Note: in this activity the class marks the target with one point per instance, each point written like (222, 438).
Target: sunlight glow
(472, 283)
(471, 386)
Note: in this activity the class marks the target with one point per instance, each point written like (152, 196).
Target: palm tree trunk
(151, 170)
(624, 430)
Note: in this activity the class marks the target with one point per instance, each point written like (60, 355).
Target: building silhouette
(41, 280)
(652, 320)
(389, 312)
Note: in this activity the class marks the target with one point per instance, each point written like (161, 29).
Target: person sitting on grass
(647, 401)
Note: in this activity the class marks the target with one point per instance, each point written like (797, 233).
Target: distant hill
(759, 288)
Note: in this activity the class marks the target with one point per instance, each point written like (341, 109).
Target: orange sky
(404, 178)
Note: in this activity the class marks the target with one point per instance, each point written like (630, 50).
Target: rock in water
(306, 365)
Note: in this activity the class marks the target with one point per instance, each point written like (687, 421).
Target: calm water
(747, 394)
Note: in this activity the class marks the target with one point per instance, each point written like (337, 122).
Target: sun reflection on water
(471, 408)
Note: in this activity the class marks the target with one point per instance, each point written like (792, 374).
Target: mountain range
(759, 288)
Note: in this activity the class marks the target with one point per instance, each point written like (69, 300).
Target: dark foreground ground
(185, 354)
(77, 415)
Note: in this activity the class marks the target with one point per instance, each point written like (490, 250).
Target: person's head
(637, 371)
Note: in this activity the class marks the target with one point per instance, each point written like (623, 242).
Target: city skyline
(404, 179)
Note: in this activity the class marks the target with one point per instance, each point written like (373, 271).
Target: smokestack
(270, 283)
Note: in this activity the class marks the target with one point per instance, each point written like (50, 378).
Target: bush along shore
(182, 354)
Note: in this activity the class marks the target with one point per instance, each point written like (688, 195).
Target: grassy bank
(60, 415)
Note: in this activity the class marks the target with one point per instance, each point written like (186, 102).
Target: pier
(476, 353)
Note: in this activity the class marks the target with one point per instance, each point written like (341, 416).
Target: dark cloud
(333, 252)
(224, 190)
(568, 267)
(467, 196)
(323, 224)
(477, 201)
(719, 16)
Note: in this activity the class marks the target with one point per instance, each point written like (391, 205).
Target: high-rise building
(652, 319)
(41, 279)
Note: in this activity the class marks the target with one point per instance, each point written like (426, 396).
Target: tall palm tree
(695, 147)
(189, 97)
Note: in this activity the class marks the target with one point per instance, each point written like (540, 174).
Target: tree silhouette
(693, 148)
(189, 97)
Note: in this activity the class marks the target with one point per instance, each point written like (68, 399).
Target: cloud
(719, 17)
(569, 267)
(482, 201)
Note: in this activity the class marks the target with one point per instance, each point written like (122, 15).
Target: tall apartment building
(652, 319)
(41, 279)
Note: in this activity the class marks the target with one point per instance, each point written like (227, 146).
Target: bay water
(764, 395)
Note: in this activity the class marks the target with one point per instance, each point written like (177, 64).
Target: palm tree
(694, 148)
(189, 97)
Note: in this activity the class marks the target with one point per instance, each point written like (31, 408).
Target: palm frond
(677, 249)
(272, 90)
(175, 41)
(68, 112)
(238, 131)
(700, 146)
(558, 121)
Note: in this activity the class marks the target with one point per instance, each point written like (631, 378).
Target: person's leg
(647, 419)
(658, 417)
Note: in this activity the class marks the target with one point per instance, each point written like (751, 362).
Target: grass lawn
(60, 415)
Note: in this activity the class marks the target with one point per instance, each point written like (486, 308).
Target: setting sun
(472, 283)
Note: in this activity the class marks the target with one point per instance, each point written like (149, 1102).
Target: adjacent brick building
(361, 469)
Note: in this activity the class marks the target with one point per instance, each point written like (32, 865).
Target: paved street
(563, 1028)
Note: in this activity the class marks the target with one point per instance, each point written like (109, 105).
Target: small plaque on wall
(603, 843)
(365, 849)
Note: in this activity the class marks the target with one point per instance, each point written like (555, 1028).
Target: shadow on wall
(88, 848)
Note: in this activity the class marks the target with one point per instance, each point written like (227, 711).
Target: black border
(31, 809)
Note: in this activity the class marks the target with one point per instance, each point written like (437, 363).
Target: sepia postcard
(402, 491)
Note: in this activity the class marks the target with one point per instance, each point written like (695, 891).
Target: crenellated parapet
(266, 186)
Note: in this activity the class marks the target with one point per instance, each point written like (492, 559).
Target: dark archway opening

> [YOUR INSTRUCTIONS]: Reproduce all of the data above verbatim, line by line.

> [EXPECTED OUTPUT]:
Note: in this activity the class marks the target with one point per instance, each point written like (222, 438).
Target: sunlight glow
(472, 283)
(471, 386)
Note: in this activity the class marks the target with one point per instance, each point written like (152, 196).
Target: palm tree trunk
(151, 170)
(624, 430)
Note: in this activity the class marks the target with one point per instance, each point written like (60, 355).
Target: building silhouette
(41, 280)
(652, 320)
(389, 312)
Note: in this activity the class marks the target with one point per instance, each point written like (161, 29).
Target: person sitting on grass
(647, 401)
Note: in this activity the class marks the target with one point per instance, each point written like (797, 233).
Target: distant hill
(759, 288)
Note: in this activity the class marks the target with one point per instance, each point written like (341, 109).
Target: orange sky
(404, 178)
Note: in this activity the class marks the target with one point per instance, each point written like (630, 50).
Target: rock in water
(306, 365)
Note: in this activity the class marks the target with one point per instance, each point written like (687, 421).
Target: calm water
(747, 394)
Note: in this activity the class marks the target with one point per instance, each point written like (337, 122).
Target: sun reflection on water
(471, 408)
Note: in this activity the class marks the target with one point per instance, each point written like (792, 374).
Target: mountain range
(759, 288)
Note: in this activity the class marks the target with one point per instance, each point written like (69, 300).
Target: dark foreground ground
(185, 354)
(77, 415)
Note: in this activity the class marks the target with one point per instance, each point written like (490, 250).
Target: person's head
(637, 371)
Note: in this activity the class marks the target with one point per instance, each point written like (623, 242).
Target: city skyline
(404, 179)
Note: in this activity the class marks the target with one point per instance, each point written like (373, 271).
Target: smokestack
(270, 283)
Note: in this activity the class marks the target with one point per instance, each point written like (50, 378).
Target: bush along shore
(182, 354)
Note: in this activity the class marks the target with one point per instance, each point written like (688, 195).
Target: grassy bank
(60, 415)
Note: in this activity the class marks the target with one point per instance, each point written like (186, 102).
Target: pier
(476, 353)
Note: in this activity the class marks the target with one point per instance, each point written like (341, 416).
Target: dark cloud
(333, 252)
(224, 190)
(568, 267)
(467, 196)
(323, 224)
(477, 201)
(719, 16)
Note: in this activity the class marks the target with one point per instance, each point written like (391, 205).
Target: high-rise building
(652, 319)
(41, 279)
Note: in this activity the class marks the target with one point per instance, each point written like (426, 396).
Target: tall palm tree
(695, 147)
(189, 97)
Note: in this activity the class marks the target with one point per instance, each point written like (540, 174).
Target: tree silhouette
(693, 148)
(189, 97)
Note: in this activity the class marks the target with one point per instance, each point written like (68, 399).
Target: cloud
(719, 17)
(569, 267)
(482, 201)
Note: in this activity the class marks the target with one point per instance, each point written like (122, 15).
Target: tall apartment building
(652, 319)
(41, 279)
Note: in this activity the class marks the target with one point per instance, each point written like (227, 146).
Target: bay water
(764, 395)
Note: in this activity the class marks the target with one point per instance, each point written like (177, 64).
Target: palm tree
(694, 148)
(189, 97)
Note: in this activity the class marks the target with one point per instance, each point written like (31, 408).
Target: palm frond
(677, 249)
(272, 90)
(175, 41)
(68, 112)
(238, 131)
(700, 146)
(558, 121)
Note: in this activity the class marks the target with one point per instance, each point written like (631, 378).
Target: person's leg
(647, 419)
(658, 417)
Note: in this activity the class marks the target with one point per instance, each point written like (751, 362).
Target: grass lawn
(60, 415)
Note: in this activity the class marks the target with one point per instance, each point written like (486, 308).
Target: setting sun
(472, 283)
Note: in this activity the class marks the target with one point per instance, each point written like (149, 1102).
Target: adjacent brick building
(361, 469)
Note: in this activity the class marks the target with one point per instance, each point written like (32, 865).
Target: paved street
(563, 1028)
Note: in this activity the class marks the target with one point per instance, each point written like (109, 105).
Target: small plaque on wall
(603, 843)
(365, 849)
Note: in this activity the class marks the target with one point per instance, each point written like (555, 1028).
Target: shadow on wall
(88, 848)
Note: in this activity the class marks the target with one point per instance, each point written like (227, 711).
Target: black border
(31, 809)
Note: in this activity the class marks the target with one point per instance, each point written like (437, 363).
Target: sepia postcard
(402, 491)
Note: in this activity the class marks the target with one point per instance, each point written like (695, 891).
Target: crenellated parapet
(266, 186)
Note: in this activity the class marks the target with one point per instance, each point written like (492, 559).
Target: dark archway opening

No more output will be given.